What is required: Set down, word for word, the lines from the one with "Given the photograph below" up to and including the one with "Target: distant ridge". Leave the pictures out.

Extracted entries:
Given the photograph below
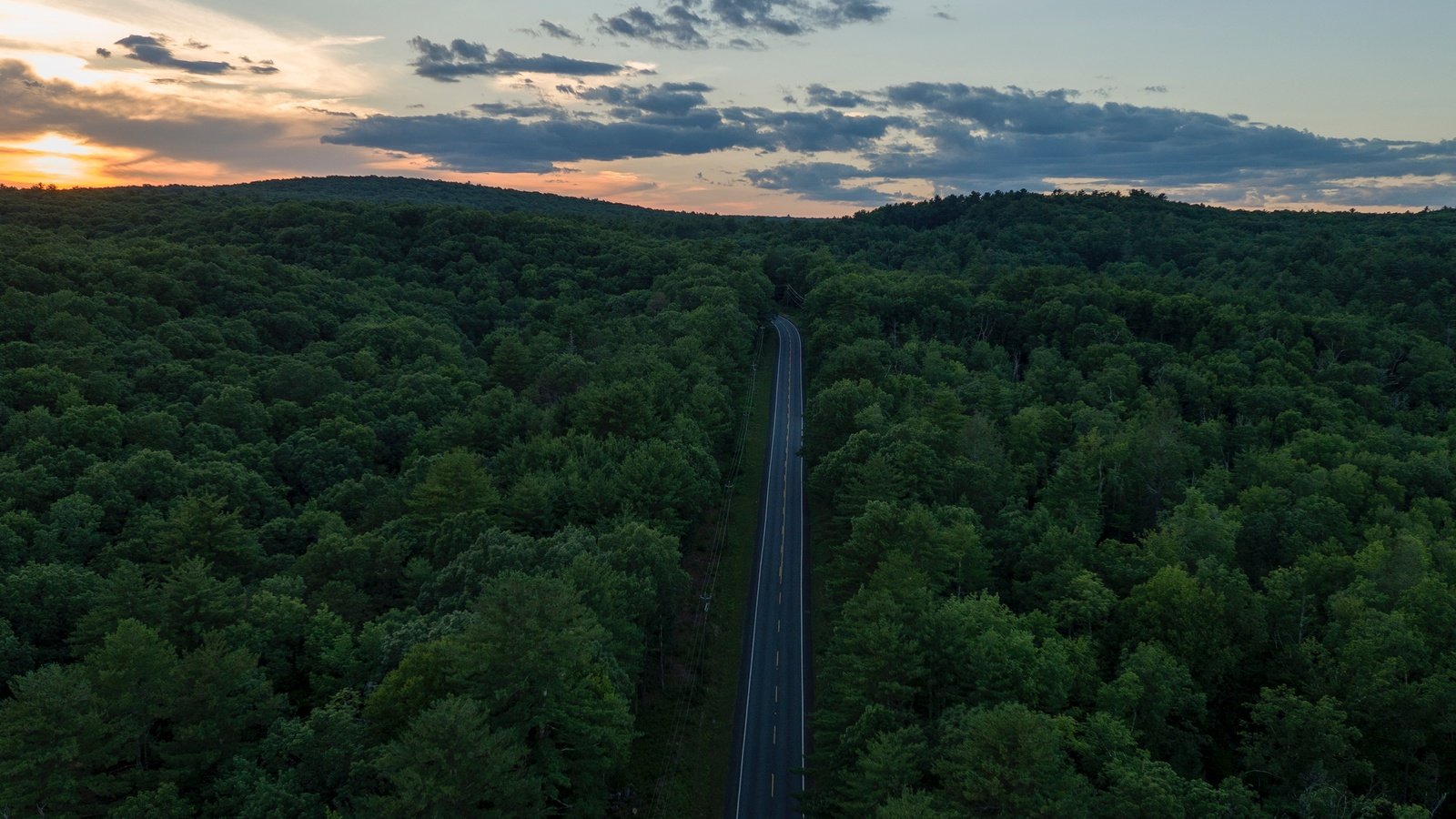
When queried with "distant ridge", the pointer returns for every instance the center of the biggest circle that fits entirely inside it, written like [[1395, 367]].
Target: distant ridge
==
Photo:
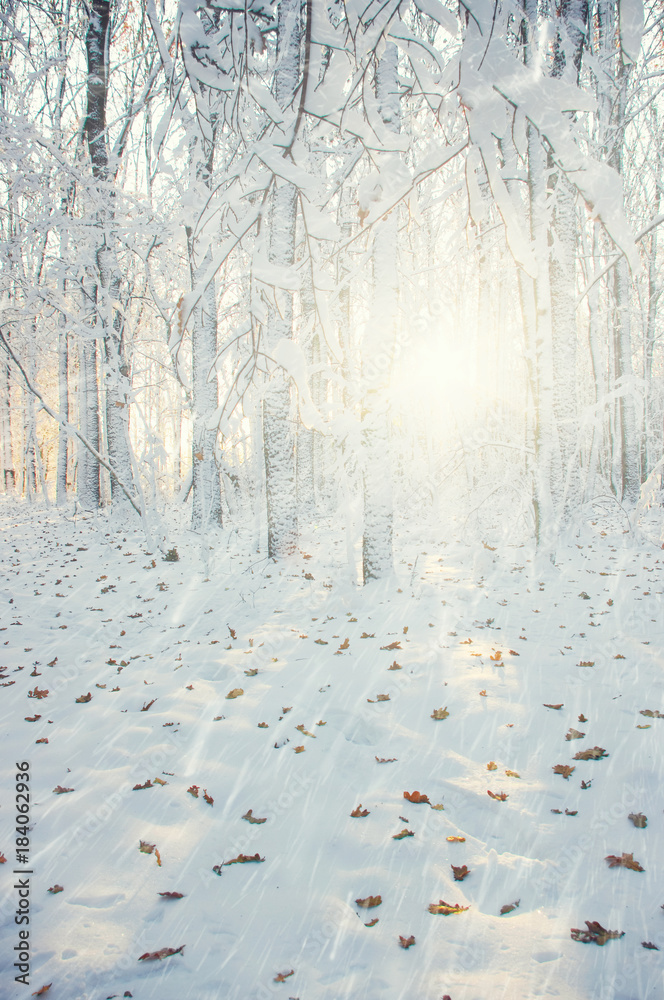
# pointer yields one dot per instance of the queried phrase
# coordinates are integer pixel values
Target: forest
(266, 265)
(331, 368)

Reply to the exercise:
Given the photograph below
When queried with "distant ridge", the pointer returns for every instance the center of the biggest circle that fits entirely inside it, written like [[1395, 367]].
Target: distant ridge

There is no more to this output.